MATERIAL FOR THIS TASK ::
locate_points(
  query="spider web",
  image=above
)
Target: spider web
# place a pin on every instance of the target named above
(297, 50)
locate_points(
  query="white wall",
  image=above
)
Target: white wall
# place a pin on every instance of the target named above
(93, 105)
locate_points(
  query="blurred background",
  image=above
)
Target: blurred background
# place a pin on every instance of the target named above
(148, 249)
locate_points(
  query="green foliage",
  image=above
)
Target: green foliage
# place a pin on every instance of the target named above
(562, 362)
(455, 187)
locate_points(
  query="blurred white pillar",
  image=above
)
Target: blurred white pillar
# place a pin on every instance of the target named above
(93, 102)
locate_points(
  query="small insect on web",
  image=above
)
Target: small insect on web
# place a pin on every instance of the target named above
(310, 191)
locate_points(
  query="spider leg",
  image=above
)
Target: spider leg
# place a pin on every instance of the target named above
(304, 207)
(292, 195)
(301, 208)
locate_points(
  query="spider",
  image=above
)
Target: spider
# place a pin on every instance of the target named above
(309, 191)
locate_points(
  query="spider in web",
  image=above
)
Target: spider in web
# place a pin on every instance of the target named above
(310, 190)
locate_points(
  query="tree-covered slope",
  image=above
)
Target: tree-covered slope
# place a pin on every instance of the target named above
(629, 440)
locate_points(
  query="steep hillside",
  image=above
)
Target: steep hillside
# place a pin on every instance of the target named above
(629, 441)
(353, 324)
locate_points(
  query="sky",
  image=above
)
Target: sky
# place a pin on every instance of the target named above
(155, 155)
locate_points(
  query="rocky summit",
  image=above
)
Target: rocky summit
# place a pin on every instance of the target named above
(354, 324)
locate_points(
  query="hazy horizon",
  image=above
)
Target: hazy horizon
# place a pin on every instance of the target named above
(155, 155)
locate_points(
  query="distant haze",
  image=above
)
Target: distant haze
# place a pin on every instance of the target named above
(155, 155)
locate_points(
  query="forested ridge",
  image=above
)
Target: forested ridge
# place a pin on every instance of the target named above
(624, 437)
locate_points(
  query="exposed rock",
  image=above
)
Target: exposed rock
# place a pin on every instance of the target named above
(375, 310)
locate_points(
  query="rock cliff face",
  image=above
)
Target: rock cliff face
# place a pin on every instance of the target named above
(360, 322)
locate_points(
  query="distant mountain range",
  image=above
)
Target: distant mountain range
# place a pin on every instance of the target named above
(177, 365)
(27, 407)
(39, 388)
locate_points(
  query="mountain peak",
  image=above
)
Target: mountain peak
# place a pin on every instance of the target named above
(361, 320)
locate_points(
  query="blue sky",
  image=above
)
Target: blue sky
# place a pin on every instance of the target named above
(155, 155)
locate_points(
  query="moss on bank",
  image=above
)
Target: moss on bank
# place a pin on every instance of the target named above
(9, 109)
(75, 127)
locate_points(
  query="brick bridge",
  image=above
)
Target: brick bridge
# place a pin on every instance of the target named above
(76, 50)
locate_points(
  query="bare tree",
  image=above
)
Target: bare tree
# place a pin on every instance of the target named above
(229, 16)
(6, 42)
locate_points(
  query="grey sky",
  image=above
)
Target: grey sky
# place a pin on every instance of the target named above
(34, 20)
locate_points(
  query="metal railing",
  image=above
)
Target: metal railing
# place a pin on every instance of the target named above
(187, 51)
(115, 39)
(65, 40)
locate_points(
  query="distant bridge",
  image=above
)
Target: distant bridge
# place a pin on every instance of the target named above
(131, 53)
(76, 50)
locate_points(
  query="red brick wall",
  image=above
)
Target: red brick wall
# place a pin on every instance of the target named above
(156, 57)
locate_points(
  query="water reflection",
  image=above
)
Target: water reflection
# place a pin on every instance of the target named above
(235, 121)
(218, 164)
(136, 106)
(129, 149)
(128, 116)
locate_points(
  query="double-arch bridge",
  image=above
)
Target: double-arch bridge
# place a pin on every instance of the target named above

JOB ::
Would you restate each of the entries word for word?

THE RESULT ::
locate_points(
  query="spider web",
  image=above
)
Target: spider web
# place a pin on every instance of the target named above
(297, 50)
locate_points(
  query="white wall",
  image=above
)
Target: white wall
# place a pin on every instance of the target named above
(93, 105)
locate_points(
  query="blurred background",
  image=above
)
Target: blurred background
# place a pin on every instance of the target named above
(148, 249)
locate_points(
  query="green foliage",
  image=above
)
Target: green foliage
# place a pin on every instance of the target named above
(562, 362)
(455, 187)
locate_points(
  query="blurred white pillar",
  image=above
)
Target: blurred white pillar
# place a pin on every instance of the target named above
(93, 102)
locate_points(
  query="small insect on web",
  image=above
)
Target: small insect on web
# place a pin on every instance of the target named above
(310, 191)
locate_points(
  query="spider leg",
  image=above
)
Target: spider leg
# place a pin on every instance of the target named above
(304, 207)
(292, 195)
(301, 208)
locate_points(
  query="spider",
  image=above
)
Target: spider
# place a pin on every instance of the target named above
(309, 191)
locate_points(
  query="spider in web",
  image=above
)
Target: spider in web
# place a pin on every instance of the target named above
(310, 190)
locate_points(
  query="tree-covered slope",
  image=above
)
Target: tree-covered slope
# place a pin on every instance of the target named above
(629, 440)
locate_points(
  query="steep hillside",
  image=above
)
Target: steep hillside
# place a pin on every instance of the target named above
(629, 441)
(353, 324)
locate_points(
  query="sky",
  image=above
)
Target: sky
# place a pin on every instance of the target named above
(155, 155)
locate_points(
  query="rocky summit",
  image=above
)
Target: rocky summit
# place a pin on every instance of the target named above
(354, 324)
locate_points(
  query="hazy horizon",
  image=above
)
Target: hazy horizon
# place a pin on every instance of the target named above
(155, 155)
locate_points(
  query="distant haze",
  image=above
)
Target: distant haze
# place a pin on every instance of the target named above
(155, 155)
locate_points(
  query="forested ridge",
  image=above
)
Target: forested ridge
# place a pin on every instance of the target named above
(624, 437)
locate_points(
  query="exposed rock",
  image=above
)
Target: exposed rock
# place a pin on every instance of the target named above
(375, 310)
locate_points(
  query="rock cliff face",
  image=above
)
Target: rock cliff face
# place a pin on every instance of the target named above
(360, 322)
locate_points(
  query="distant mountain range",
  image=above
)
Target: distant mountain range
# place a pin on every instance of the target named above
(177, 365)
(27, 407)
(39, 388)
locate_points(
  query="mountain peak",
  image=above
)
Target: mountain peak
# place a pin on every instance of the target named above
(361, 320)
locate_points(
  query="blue sky",
  image=above
)
Target: blue sky
# place a pin on every instance of the target named above
(155, 155)
locate_points(
  query="moss on bank",
  image=above
)
Target: moss on bank
# place a pin on every instance of the target named above
(9, 109)
(75, 127)
locate_points(
  query="brick bridge",
  image=above
)
Target: brick bridge
# place a pin on every instance of the target named above
(76, 50)
locate_points(
  query="bare tree",
  image=above
)
Target: bare tree
# place a pin on every instance of the target named above
(229, 16)
(6, 42)
locate_points(
  query="grey sky",
  image=above
)
Target: grey sky
# place a pin on every instance of the target named above
(34, 20)
locate_points(
  query="metal railing",
  image=above
)
Target: metal railing
# place a pin on every instance of the target named above
(187, 51)
(115, 39)
(65, 40)
locate_points(
  query="distant bridge",
  image=above
)
Target: distant bridge
# place a pin on every instance of the target named above
(131, 53)
(76, 50)
locate_points(
  query="red brick wall",
  image=above
)
Target: red brick wall
# place a pin on every instance of the target named above
(156, 57)
locate_points(
  query="water reflection",
  image=above
)
Target: water reflection
# place a pin on every instance of the target named above
(235, 121)
(218, 164)
(136, 106)
(129, 149)
(128, 116)
locate_points(
  query="double-arch bridge",
  image=above
)
Target: double-arch bridge
# place a pin on every instance of the target named above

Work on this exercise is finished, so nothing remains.